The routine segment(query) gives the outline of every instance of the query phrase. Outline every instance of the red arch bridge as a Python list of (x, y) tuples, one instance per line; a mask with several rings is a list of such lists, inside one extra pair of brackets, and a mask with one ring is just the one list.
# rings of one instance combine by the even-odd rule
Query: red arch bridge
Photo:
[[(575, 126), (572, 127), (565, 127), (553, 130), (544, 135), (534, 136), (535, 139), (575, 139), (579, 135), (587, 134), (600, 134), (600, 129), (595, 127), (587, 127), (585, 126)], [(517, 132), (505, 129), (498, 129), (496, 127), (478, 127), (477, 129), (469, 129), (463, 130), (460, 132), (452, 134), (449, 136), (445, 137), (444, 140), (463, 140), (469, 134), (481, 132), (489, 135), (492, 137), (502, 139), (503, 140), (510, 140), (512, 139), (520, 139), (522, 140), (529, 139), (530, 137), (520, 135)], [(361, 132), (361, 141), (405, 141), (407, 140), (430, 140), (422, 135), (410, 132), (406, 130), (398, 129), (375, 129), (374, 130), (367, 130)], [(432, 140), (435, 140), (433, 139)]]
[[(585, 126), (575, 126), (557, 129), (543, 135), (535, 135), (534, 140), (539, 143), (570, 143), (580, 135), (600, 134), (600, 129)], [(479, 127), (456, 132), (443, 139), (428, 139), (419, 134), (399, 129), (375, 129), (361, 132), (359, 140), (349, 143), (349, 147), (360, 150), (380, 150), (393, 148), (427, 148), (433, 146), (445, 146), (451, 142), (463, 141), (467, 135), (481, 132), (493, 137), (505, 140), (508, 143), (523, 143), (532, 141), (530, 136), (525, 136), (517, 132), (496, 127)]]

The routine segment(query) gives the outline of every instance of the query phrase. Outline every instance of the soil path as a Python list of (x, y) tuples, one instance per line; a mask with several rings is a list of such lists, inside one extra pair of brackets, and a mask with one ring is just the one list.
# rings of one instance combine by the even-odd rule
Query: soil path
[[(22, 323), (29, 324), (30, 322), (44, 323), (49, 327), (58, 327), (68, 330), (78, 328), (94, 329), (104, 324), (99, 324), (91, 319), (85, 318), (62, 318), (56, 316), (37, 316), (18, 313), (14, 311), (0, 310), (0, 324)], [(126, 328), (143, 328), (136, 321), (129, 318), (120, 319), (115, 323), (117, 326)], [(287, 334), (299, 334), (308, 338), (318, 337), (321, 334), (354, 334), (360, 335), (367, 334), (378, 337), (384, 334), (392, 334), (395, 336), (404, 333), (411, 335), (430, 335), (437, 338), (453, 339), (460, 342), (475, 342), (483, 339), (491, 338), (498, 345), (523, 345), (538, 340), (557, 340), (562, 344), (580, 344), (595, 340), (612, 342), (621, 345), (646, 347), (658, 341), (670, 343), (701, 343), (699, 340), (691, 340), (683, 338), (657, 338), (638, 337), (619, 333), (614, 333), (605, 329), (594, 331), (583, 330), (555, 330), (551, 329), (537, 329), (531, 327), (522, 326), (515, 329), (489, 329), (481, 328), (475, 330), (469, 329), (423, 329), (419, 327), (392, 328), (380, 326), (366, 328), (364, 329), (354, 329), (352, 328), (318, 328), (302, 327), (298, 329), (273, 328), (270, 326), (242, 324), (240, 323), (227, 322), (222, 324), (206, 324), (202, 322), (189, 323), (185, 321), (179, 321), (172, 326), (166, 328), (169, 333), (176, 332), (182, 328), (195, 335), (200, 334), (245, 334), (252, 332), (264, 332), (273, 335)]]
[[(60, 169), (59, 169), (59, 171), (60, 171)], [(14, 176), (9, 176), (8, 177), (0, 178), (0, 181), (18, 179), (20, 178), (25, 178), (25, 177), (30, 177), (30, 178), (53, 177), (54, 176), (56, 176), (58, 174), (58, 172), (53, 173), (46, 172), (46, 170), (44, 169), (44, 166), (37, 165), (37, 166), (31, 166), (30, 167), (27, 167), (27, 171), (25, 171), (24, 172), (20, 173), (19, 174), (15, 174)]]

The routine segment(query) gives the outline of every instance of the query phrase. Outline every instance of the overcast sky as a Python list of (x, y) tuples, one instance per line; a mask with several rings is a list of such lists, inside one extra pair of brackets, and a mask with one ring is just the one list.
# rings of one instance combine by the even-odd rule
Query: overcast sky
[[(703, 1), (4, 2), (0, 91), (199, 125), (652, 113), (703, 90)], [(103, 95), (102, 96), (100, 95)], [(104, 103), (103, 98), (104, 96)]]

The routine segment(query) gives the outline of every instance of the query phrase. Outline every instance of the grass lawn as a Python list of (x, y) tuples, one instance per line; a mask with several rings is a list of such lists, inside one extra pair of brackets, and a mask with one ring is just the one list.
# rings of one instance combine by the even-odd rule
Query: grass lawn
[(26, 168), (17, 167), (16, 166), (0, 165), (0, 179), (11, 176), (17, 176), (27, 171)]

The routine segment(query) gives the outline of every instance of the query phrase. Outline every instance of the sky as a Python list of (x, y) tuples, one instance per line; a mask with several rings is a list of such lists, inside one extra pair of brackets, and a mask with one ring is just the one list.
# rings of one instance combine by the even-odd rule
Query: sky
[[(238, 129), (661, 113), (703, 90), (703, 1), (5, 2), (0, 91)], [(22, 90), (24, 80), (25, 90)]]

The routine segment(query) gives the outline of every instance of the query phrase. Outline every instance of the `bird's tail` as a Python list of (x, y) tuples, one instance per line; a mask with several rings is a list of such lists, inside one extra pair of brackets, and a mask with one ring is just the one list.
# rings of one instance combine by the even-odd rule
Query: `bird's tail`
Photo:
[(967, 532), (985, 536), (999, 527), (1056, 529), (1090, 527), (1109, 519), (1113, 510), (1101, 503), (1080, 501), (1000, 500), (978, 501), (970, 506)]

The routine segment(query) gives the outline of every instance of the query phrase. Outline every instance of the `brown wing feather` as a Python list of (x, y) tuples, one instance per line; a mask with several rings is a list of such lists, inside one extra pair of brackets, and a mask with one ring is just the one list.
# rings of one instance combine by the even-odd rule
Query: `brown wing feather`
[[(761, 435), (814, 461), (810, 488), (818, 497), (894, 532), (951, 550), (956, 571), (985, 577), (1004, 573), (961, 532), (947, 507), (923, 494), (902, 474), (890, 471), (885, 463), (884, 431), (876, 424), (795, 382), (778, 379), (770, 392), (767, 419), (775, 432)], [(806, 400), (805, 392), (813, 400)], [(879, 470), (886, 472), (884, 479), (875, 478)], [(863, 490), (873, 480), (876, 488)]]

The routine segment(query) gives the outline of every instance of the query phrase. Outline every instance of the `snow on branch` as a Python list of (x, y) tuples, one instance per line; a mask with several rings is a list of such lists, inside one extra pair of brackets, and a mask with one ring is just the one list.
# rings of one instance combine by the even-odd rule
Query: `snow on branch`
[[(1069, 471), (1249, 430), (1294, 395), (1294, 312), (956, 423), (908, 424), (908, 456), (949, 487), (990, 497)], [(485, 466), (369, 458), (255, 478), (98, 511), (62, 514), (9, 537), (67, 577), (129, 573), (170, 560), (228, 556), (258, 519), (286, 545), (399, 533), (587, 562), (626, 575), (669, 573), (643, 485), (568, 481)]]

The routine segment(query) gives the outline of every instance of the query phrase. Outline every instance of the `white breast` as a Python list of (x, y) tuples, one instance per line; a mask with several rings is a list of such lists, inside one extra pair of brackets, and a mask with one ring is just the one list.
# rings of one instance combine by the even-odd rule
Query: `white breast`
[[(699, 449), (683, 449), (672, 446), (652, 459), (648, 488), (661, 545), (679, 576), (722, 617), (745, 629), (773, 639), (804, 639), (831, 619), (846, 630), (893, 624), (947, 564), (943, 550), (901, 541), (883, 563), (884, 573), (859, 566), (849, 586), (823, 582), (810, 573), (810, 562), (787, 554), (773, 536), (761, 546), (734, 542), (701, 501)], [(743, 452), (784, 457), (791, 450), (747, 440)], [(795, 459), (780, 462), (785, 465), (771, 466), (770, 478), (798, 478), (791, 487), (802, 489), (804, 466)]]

**What you will do:**
Output the stretch from the line containing "instance of the sky" through the line containing "80), (25, 90)]]" as a Markdown table with columns n and Line, giving each line its row number and leaving out blank lines.

**Finished answer:**
| n | Line |
|---|---|
| 1 | The routine segment(query) gives the outline of every instance of the query phrase. Outline every instance of the sky as a Python list of (x, y) tuples, one instance per line; a mask with several rings is a list of such lists, inside one extra pair of brackets, and a mask with one ring is just the one list. |
| 2 | # rings of one instance combine by the even-odd rule |
| 3 | Query: sky |
| 4 | [[(238, 129), (661, 113), (703, 90), (703, 1), (5, 2), (0, 91)], [(22, 90), (24, 80), (25, 90)]] |